EXTRACT PROVIDED

# COGS 108 - Final Project Proposal
## A Journey Across the Stars

# Names
- Zhenyi Chen
- Alison Camille Dunning
- Matthieu Dante Pardin
- Amogh Patankar

# Research Question

#### Out of the various characteristics such as temperature, brightness, luminosity, radius, color, and spectral class, which are the most statistically influential on a star’s type, and which statistical is most accurate for determining this?
![Stars](imgs/stars_cropped.jpg)

<a id='background'></a>
## Background and Prior Work

For centuries, outer space has been considered to be one of the great unknowns of civilization- specifically, the different objects that exist. Of those objects, stars are one of the most researched cosmic bodies, and tend to be classified in a specific manner. The classification of stars in galaxies is dependent on a variety of a factors which qualify a star to fall into a certain category. There are many different classifications that are used to categorize stars, and they are called spectral classes/types. 

The classification of stars in these "classes" also corresponds to a diagram known as the Hertzsprung-Russell Diagram, which represents the absolute magnitudes of stars plotted against all spectral types/classes. The spectral classes are in order of descending temperatures- O, B, A, F, G, K, M [1]. This would indicate that an O-type star would be the most hot and bright, while a M-type is the coolest and dimmest. [2]



<a id='hr'></a>
**The Hertzsprung-Russell Diagram**



![HR](imgs/HRDiagram.jpg)

The Hertzsprung-Russell Diagram is a graph that has evolved from its original creation by Danish astronmer Ejnar Hertzsprung and Henry Norris Russell [2]. This diagram ranks the brightness and spectral type against the temperature of the stars in the universe. is shown above [3].

Object position labeling rows
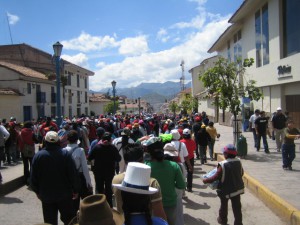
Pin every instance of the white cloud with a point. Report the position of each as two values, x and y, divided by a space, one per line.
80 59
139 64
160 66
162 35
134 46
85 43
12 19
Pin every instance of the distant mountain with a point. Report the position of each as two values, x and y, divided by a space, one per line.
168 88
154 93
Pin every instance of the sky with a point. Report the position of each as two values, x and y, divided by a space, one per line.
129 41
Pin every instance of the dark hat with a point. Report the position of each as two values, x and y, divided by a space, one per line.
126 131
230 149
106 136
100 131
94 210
==
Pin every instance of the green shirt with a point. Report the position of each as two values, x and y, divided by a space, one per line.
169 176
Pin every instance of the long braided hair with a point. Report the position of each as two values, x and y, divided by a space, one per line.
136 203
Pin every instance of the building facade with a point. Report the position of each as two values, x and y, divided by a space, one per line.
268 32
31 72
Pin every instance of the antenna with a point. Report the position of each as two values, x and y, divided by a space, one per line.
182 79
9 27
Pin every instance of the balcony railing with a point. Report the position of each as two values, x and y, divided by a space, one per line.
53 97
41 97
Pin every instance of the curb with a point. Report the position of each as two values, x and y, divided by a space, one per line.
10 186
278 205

TASK LIST
a - Repeat the part of the star classification proposal that opens with the words containing "# Research Question" and closes with "for determining this?".
b - Gather every line of the rows that contains the string "balcony", where case counts.

SOLUTIONS PER TASK
a -
# Research Question

#### Out of the various characteristics such as temperature, brightness, luminosity, radius, color, and spectral class, which are the most statistically influential on a star’s type, and which statistical is most accurate for determining this?

b -
Pin every instance of the balcony railing with a point. Report the position of each as two values, x and y, divided by a space, one per line.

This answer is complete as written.